(AVAILABLE DATA)
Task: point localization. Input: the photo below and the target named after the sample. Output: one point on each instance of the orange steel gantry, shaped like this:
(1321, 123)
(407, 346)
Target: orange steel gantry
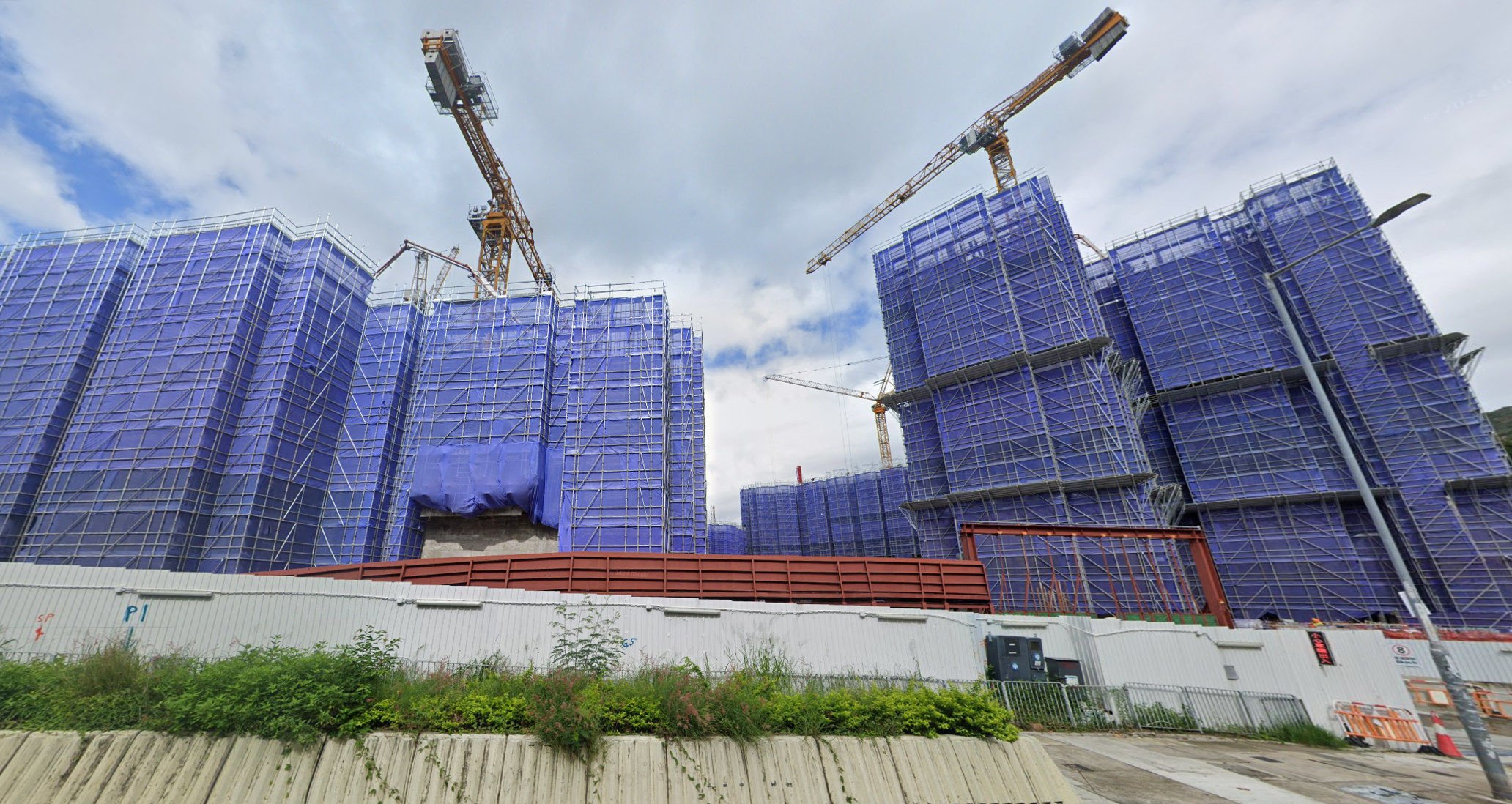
(987, 133)
(503, 221)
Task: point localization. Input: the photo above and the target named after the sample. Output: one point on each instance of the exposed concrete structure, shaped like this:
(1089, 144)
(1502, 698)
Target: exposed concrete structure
(129, 767)
(493, 534)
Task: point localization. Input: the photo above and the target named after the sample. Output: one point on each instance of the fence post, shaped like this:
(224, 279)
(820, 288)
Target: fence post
(1249, 717)
(1192, 711)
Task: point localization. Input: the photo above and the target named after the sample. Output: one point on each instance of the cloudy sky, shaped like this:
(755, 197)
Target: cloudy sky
(719, 146)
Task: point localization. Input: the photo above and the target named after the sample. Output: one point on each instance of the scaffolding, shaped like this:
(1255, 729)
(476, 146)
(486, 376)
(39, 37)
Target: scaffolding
(362, 498)
(138, 470)
(727, 540)
(271, 493)
(840, 514)
(58, 294)
(686, 440)
(615, 475)
(1231, 420)
(1021, 412)
(224, 395)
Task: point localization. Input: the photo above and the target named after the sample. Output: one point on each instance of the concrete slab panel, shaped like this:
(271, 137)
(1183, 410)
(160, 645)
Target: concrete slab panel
(40, 767)
(546, 774)
(96, 767)
(265, 771)
(705, 771)
(787, 771)
(861, 768)
(160, 768)
(631, 770)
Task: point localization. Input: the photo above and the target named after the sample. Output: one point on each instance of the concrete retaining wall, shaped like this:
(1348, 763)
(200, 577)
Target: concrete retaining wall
(150, 768)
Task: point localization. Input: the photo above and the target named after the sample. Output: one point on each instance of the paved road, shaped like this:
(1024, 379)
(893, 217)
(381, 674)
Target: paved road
(1201, 770)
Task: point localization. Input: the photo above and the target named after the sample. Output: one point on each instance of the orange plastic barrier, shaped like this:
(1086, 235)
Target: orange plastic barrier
(1429, 694)
(1382, 723)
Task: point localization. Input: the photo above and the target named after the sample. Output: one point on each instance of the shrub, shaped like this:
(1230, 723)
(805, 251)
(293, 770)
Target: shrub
(300, 694)
(566, 712)
(1305, 734)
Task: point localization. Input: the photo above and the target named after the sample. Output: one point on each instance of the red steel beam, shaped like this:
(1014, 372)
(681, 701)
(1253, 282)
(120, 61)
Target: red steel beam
(922, 584)
(1213, 595)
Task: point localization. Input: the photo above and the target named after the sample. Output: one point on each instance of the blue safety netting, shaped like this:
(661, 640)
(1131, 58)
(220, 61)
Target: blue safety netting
(686, 475)
(1023, 413)
(1250, 439)
(815, 538)
(842, 515)
(840, 499)
(139, 466)
(365, 478)
(56, 298)
(615, 477)
(549, 501)
(871, 522)
(477, 425)
(727, 540)
(902, 540)
(273, 490)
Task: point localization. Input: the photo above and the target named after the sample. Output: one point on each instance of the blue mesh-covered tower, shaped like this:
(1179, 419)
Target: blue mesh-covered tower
(58, 294)
(837, 515)
(365, 478)
(687, 491)
(616, 446)
(1013, 407)
(139, 466)
(727, 540)
(1242, 431)
(274, 485)
(477, 427)
(224, 395)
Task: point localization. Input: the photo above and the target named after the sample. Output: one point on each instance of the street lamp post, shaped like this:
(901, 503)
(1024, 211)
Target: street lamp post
(1464, 704)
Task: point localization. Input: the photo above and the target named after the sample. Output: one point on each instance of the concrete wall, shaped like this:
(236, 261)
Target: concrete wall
(1485, 663)
(143, 767)
(48, 609)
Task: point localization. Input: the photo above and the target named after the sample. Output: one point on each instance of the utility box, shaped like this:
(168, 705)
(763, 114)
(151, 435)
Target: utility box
(1064, 671)
(1017, 659)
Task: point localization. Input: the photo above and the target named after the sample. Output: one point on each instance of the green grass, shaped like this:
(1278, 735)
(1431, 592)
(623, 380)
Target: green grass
(1305, 734)
(301, 694)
(End AVAILABLE DATA)
- _PROMPT_
Leave images out of the retyped records; keep all else exact.

- _ANSWER SECTION_
Task: point localization. Input: the photo below and the target named after the sample. Output: one point on each instance of the orange steel gantry, shaped like this:
(1321, 123)
(407, 346)
Target: orange steel gantry
(987, 133)
(503, 221)
Task: point localization. Input: the photo above and the target named after the sample. Output: one point on each instance of the exposed concrete structure, shaped like this:
(1089, 144)
(1502, 698)
Target: exposed concrete structure
(129, 767)
(493, 534)
Task: point localization. Input: the photo above and the target named after the sample. Output: one point on each instance of the fence post, shaped like this:
(224, 279)
(820, 288)
Target: fence post
(1249, 717)
(1192, 711)
Task: point localization. Input: the photo above and the target named after the sample. Output: one point on each instance of the cloudy sky, shaped like this:
(755, 197)
Target: cloudy sky
(719, 146)
Task: point localization. Input: the photo above and the target named after the sample. Output: one point on each instance of the scaffolding, shaped like this:
(1255, 729)
(476, 146)
(486, 376)
(39, 37)
Target: scaffolding
(362, 498)
(138, 470)
(727, 540)
(271, 493)
(840, 514)
(58, 294)
(686, 440)
(615, 475)
(1231, 420)
(1021, 412)
(224, 395)
Task: point localization. Input: the photo above and the target named after the sample. Output: one point on each instance of the concrete slab panel, shaped like this:
(271, 137)
(1183, 410)
(160, 645)
Target: concrete slab panel
(40, 767)
(546, 774)
(96, 767)
(265, 771)
(705, 771)
(787, 771)
(861, 768)
(160, 768)
(631, 770)
Task: point localization. Input: the photo above and the target named after the sample. Output: one point on each instance of the concrete retaining wall, shaped like this:
(1348, 763)
(200, 577)
Target: concrete retaining wall
(150, 768)
Task: point localization. Input: the photo above and the target named after the sample. Output: one point on each instance of the paved road, shaped like this:
(1024, 379)
(893, 217)
(381, 674)
Target: paved road
(1201, 770)
Task: point localization. Input: the photo above and the target named after the sample. Output: one point on each instance of the orange plastic barrier, shaped like this:
(1086, 235)
Target: orange plastic barrier
(1429, 694)
(1382, 723)
Task: point localization. Input: the photo above and the target named after the sample. Output: one point on each instance of the shrub, shaped like this:
(1230, 723)
(805, 251)
(293, 770)
Target: shrub
(300, 694)
(566, 712)
(1305, 734)
Task: point localization. Input: the photo above and the target named after the sample. Output: one point on each instance of the red steel beam, shaped like this:
(1014, 372)
(681, 701)
(1253, 282)
(120, 61)
Target: red steel beam
(922, 584)
(1213, 595)
Task: point localization. Input: the photo above and the target named after the sample. Output: one point on each instance of the blue safety netting, shaped like this:
(661, 640)
(1131, 58)
(220, 61)
Target: blue safety netting
(686, 475)
(1023, 413)
(1250, 439)
(815, 538)
(842, 515)
(840, 499)
(139, 466)
(365, 478)
(56, 298)
(615, 477)
(549, 501)
(871, 522)
(477, 425)
(727, 540)
(902, 540)
(273, 490)
Task: point localization. Input: the photo above and the target named after the sample. Output: one point on each instance of the blue mesh-covered tower, shaped like this:
(1179, 419)
Target: blue mesh-covered tower
(58, 294)
(837, 515)
(365, 478)
(687, 491)
(616, 446)
(1013, 407)
(139, 466)
(727, 540)
(1242, 431)
(274, 485)
(477, 427)
(224, 395)
Task: point localization. Input: the photo above and the target named after the sample. Output: one point on each instance of the street lamp post, shaped like this:
(901, 503)
(1024, 211)
Target: street lamp post
(1464, 704)
Task: point localization. Input: the photo above and the target named after the sample. Output: one point on each instance of the concrete wall, shaped like this:
(236, 261)
Target: concrete wall
(1485, 663)
(143, 767)
(48, 609)
Task: point localization. Input: the photo above and the target named after the sample. Output: one point on each instance of the utility box, shaped like this:
(168, 705)
(763, 114)
(151, 435)
Target: utility box
(1064, 671)
(1017, 659)
Task: point localization. Input: the photo above and the target named after the sample. Output: one point on each instance of the green grass, shaped like this:
(1278, 735)
(1431, 592)
(623, 380)
Target: green grass
(1305, 734)
(301, 694)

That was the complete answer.